## [WRITTEN TASK]
Collect every line in the listing below that contains the word "locomotive", and copy each of those lines in full.

## [INPUT]

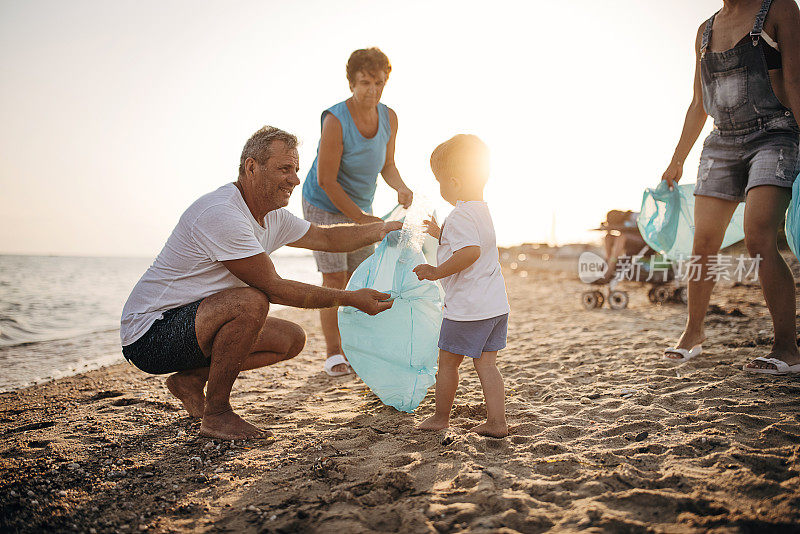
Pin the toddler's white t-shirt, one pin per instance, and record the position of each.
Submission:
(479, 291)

--

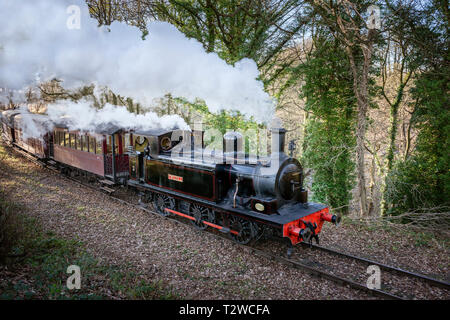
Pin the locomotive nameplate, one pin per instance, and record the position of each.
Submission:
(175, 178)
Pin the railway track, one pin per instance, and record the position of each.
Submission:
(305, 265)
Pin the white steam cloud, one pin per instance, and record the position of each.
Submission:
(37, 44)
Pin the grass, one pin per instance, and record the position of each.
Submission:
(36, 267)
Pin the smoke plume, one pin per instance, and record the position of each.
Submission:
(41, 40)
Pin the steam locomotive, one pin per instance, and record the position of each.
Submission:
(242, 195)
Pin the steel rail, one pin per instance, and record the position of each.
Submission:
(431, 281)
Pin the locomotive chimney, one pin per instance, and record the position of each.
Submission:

## [THE REPLY]
Pin the locomotive nameplate, one pin per instance, and record the position of each.
Pin the steam locomotive, one pin per instance, and record the position of each.
Pin the locomotive chimney, one pin per instance, and record the position of each.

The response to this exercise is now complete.